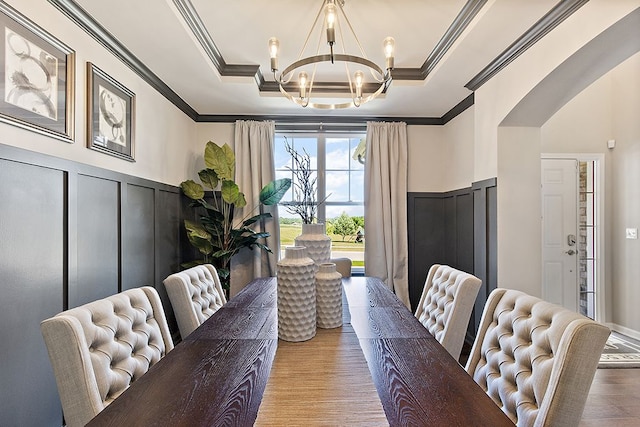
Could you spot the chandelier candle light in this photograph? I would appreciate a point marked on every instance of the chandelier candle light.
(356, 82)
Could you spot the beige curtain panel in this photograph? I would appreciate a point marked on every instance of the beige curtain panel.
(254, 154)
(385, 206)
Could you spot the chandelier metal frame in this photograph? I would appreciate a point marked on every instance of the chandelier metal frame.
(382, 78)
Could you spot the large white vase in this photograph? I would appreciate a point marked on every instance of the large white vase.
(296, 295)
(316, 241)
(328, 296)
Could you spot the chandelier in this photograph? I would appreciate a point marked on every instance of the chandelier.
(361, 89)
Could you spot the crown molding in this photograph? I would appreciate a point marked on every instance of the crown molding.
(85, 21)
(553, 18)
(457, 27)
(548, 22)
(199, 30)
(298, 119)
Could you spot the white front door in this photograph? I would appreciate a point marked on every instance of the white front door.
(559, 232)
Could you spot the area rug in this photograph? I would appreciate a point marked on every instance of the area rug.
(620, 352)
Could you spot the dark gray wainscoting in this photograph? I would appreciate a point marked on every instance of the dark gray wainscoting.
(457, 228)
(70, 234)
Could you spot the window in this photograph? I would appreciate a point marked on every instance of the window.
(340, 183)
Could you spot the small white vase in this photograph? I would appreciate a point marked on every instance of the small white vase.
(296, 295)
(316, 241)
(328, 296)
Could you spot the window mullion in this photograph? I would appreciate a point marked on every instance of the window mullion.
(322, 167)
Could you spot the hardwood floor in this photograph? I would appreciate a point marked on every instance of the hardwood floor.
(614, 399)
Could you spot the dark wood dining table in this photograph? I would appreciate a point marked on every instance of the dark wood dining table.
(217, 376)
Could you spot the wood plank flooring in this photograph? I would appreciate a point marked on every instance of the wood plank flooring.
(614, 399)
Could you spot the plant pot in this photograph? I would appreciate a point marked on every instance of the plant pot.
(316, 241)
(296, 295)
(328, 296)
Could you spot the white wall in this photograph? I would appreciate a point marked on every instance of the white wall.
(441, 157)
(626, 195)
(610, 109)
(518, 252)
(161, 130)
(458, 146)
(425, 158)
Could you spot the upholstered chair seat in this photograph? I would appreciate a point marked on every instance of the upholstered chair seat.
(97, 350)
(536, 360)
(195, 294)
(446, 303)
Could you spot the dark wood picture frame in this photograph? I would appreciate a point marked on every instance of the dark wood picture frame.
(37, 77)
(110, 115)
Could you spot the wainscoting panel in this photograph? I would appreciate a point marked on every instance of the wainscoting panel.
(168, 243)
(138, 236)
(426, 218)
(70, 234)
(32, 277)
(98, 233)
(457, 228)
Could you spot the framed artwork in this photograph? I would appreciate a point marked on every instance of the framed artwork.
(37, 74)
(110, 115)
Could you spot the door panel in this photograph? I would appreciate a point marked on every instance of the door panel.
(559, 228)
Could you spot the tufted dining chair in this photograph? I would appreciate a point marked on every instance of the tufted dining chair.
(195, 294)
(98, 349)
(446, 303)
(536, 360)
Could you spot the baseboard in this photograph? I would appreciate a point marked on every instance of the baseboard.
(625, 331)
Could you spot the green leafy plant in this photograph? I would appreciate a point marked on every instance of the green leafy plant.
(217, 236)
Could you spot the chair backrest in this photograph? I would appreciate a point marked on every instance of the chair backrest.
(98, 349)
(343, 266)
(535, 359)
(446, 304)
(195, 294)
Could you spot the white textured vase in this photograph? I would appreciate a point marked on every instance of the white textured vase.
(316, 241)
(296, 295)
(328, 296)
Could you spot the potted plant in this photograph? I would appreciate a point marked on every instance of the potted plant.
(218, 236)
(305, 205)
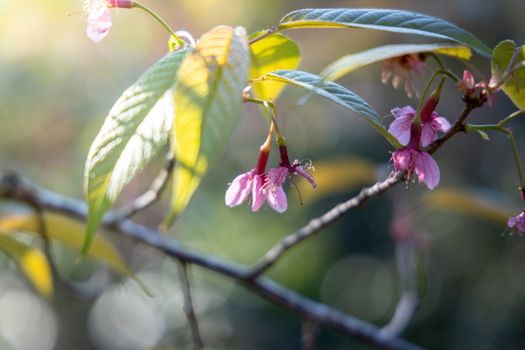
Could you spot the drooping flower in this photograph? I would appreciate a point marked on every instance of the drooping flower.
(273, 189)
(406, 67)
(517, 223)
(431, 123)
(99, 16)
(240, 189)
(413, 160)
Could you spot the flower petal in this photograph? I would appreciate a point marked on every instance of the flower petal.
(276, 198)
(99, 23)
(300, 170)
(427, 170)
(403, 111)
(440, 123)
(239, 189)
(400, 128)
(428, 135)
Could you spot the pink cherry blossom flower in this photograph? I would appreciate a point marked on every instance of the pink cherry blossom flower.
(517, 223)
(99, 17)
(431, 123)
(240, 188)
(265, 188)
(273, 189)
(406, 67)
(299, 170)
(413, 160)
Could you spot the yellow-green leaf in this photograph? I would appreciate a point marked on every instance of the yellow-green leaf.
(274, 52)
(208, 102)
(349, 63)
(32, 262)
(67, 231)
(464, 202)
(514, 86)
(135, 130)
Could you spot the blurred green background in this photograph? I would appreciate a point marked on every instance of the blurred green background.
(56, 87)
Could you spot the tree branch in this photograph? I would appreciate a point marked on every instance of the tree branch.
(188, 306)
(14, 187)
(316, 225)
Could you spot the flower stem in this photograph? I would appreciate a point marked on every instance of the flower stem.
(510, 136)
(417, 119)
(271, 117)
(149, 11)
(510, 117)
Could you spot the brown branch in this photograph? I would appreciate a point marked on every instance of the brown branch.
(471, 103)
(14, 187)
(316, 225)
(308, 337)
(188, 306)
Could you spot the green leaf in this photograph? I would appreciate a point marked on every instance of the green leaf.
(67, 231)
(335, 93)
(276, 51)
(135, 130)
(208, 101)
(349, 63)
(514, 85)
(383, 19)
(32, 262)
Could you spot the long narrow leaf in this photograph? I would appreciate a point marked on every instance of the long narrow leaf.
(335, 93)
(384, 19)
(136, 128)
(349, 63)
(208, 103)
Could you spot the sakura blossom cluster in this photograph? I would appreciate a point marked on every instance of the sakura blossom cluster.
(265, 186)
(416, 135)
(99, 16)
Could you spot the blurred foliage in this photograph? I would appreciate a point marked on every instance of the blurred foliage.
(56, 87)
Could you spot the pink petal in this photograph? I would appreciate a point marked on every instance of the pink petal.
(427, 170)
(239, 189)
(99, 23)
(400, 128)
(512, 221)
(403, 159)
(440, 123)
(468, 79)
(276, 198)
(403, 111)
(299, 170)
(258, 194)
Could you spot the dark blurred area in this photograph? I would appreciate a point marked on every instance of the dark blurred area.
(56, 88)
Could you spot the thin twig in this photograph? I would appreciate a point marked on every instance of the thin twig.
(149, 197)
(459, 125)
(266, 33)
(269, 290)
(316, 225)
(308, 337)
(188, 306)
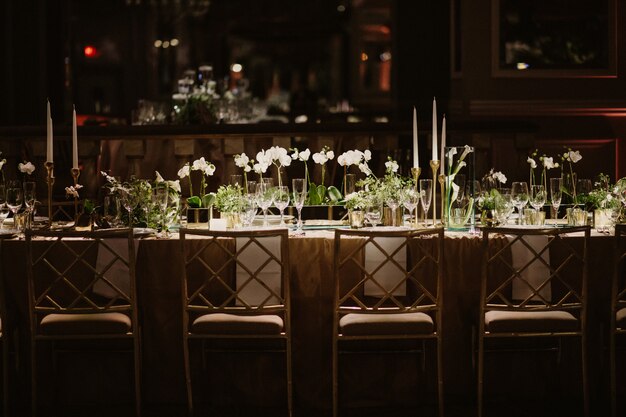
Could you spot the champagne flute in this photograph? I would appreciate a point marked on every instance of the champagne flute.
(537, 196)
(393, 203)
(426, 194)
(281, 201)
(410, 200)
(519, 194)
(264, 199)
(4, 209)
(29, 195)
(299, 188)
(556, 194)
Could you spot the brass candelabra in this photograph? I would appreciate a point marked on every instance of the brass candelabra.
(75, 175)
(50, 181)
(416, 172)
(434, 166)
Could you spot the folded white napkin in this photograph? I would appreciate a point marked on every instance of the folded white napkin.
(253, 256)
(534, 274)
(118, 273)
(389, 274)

= = = = =

▶ [Task details]:
The records above are to be copied exactly, without their pictures.

▶ [Task response]:
Could you spot the chandelier candle light in this photograph? I would appreciate a point marked on every instance of the chandelier candle light.
(356, 82)
Could you spot the beige curtain panel in this photograph? I would appreciate a point marked on every instance of the beige curtain panel.
(254, 154)
(385, 206)
Could you spot the chandelier metal frame in this photograph? I would appreciate a point marked on every instance of the chandelier metal frame.
(382, 78)
Could you spot the large white vase in this photograph? I would appreciate a point marked on every instance of the large white vase.
(296, 295)
(316, 241)
(328, 296)
Could you spot the chandelier in this photograph? I would appreciate a point marked on every instance of the chandelier.
(361, 89)
Could you spot the crown molding in this photograph? I would appreciate a point marked on every instance of the crown molding.
(85, 21)
(553, 18)
(457, 27)
(548, 22)
(199, 30)
(298, 119)
Could you spot the white front door in this photograph? I would appreciate a point marked on every instance of the white front door.
(559, 232)
Could you spot the area rug in this photograph? I would appreciate a point marked on every instance of the area rug.
(620, 352)
Could you spot the dark gray wainscoting in this photograph? I would appreciate a point marked on every instance of the dark gray wainscoting.
(457, 228)
(70, 234)
Could you spot the window in this photograph? I would appreciate a point marked on every instance of the window.
(340, 183)
Could you spot the small white vase in this photograph? I would appreciate a point marked on every instance of the small white vase.
(296, 295)
(316, 241)
(328, 296)
Could you spot the window mullion in this photograph? I would appreciate a point marked on every instance of the window mullion.
(322, 167)
Could you spot the hardwood floor in this photograph? I would appreciate a point marked on every instance of the hardwood floor.
(614, 399)
Could you spot the dark wood dining table in this photograph? I would appreciate a point marked on every instance of the dark wood dining table.
(217, 376)
Could you spot the wood plank flooring in this photograph? I would appreciate a point marked on every instance of the wood plank flooring.
(614, 399)
Could you spot the plant pot in this photograph? I would appreciate a point marked on every instance of the plant pot.
(316, 241)
(296, 295)
(328, 296)
Could you spot the white wall in this photograph? I would appreciate a point marked on every instance of the white wall.
(441, 157)
(626, 195)
(610, 109)
(518, 252)
(161, 130)
(458, 146)
(425, 158)
Could you spot the upholstered chair seat in this photograph? I would appreciate a point marked on every instance of the upholstered chair seat.
(97, 350)
(536, 360)
(195, 294)
(446, 303)
Could you spot the dark wood picture frame in this photograph? I would appreciate a point marked on every instance of the dark wood picture frame.
(37, 77)
(110, 115)
Could you spot the wainscoting panel in this photograph? I would appreciate a point marked on every instance of the wainscoting panel.
(168, 243)
(138, 236)
(426, 218)
(70, 234)
(32, 277)
(98, 233)
(457, 228)
Could you spot the framed artwork in this photograph? I would appreciate a point marked on every instance of the framed artwork.
(37, 74)
(110, 115)
Could you spot the door panel in this photograph? I would appreciate a point marked on every instance of the door panel.
(559, 228)
Could you spot the tufted dining chair in this photograph? I would appreciate a point marked on every instance of the tufted dining chair.
(195, 294)
(98, 349)
(446, 303)
(536, 360)
Could you spot the baseboard in this photograph? I would appreciate a point marked on every instance of the baseboard.
(625, 331)
Could you spot the green leafy plant in this photograph? I would appreciate a point marked on every instance of the green leafy plant.
(217, 236)
Could you spot the chair backrest in this photograph? I would appreciate a point marked on every instance of the chair backrest.
(98, 349)
(343, 266)
(535, 359)
(446, 304)
(195, 294)
Could you spot the white textured vase in this photograph? I would appreciate a point marked on every instance of the white textured vase.
(316, 241)
(296, 295)
(328, 296)
Could you spot the potted plant in this photograph? I would appreciate a point marked on every instance of the potted plant.
(218, 236)
(305, 205)
Could you spot the drooping flower in this photograph? I would appreciate a point marked on every instance of the drooping flower.
(273, 189)
(406, 67)
(517, 223)
(431, 123)
(99, 16)
(240, 189)
(413, 160)
Could you spot the flower petal in this photograph? I would appreciate a point marked on every instance of the flower petal.
(276, 198)
(99, 23)
(300, 170)
(427, 170)
(403, 111)
(440, 123)
(239, 189)
(400, 128)
(428, 135)
Could you spot the pink cherry blossom flower in this photograph? I would appreciate a point marked on every instance of the pink cherry blossom flower.
(517, 223)
(99, 17)
(431, 123)
(240, 188)
(265, 188)
(273, 189)
(406, 67)
(299, 170)
(413, 160)
Could you spot the yellow-green leaf in this photograph? I would appreciate a point marked on every instance of the yellow-green leaf.
(274, 52)
(208, 102)
(349, 63)
(32, 262)
(67, 231)
(464, 202)
(514, 86)
(135, 130)
Could you spot the blurred green background in this photograph? I would appreciate a point marked on every instance of the blurred green background.
(56, 87)
Could you spot the tree branch in this photograph? I would appreciate a point marked on every instance of the tree branch.
(188, 306)
(14, 187)
(316, 225)
Could you spot the flower stem in this photograph? I would appreciate a point marked on every instance of the flower stem.
(510, 136)
(417, 119)
(271, 117)
(149, 11)
(510, 117)
Could you spot the brown branch in this photograph? I would appreciate a point marked on every instance of the brown branch.
(471, 103)
(14, 187)
(316, 225)
(308, 337)
(188, 306)
Could you spot the green leaf in this photograph? I would appreciate a point marked on every instance of the green leaf.
(67, 231)
(335, 93)
(276, 51)
(135, 130)
(208, 101)
(349, 63)
(514, 85)
(383, 19)
(32, 262)
Could you spot the long narrow leaf in this photograph? I would appreciate a point marked on every instance of the long narrow leaf.
(335, 93)
(384, 19)
(136, 128)
(349, 63)
(208, 103)
Could you spot the sakura blossom cluster in this photograph? I would appreciate a point marked on every instance of the sakura blossom cluster.
(265, 186)
(416, 135)
(99, 16)
Could you spot the blurred foliage in this photograph? I would appreciate a point marked on every instance of the blurred foliage.
(56, 87)
Could you spot the pink petal in this photograph? I would appreciate a point marked on every instance of the pink petal.
(427, 170)
(239, 189)
(99, 23)
(400, 128)
(512, 221)
(403, 159)
(440, 123)
(468, 79)
(276, 198)
(403, 111)
(299, 170)
(258, 194)
Could you spot the dark blurred area in this photograph? I would appreciate a point marked on every instance of the dark blurred area.
(56, 88)
Could you spot the thin twig in this photograph? I would appreciate a point marked on every instance of the thin twig.
(149, 197)
(459, 125)
(266, 33)
(269, 290)
(316, 225)
(308, 337)
(188, 306)
Could you spot the champagne flute in this photograph? I would appreciate a point marked on every instance of the champagne flute.
(537, 196)
(393, 203)
(426, 194)
(281, 201)
(410, 200)
(519, 194)
(264, 199)
(4, 209)
(29, 195)
(299, 188)
(556, 194)
Could you spot the brass candelabra in this photograph? I would appreciate a point marked on every instance of the brass candelabra.
(75, 175)
(50, 181)
(416, 172)
(434, 166)
Could you spot the folded white napkin in this photograph? I would appreciate a point marked on every instance of the folded white napkin.
(253, 256)
(534, 274)
(118, 273)
(389, 274)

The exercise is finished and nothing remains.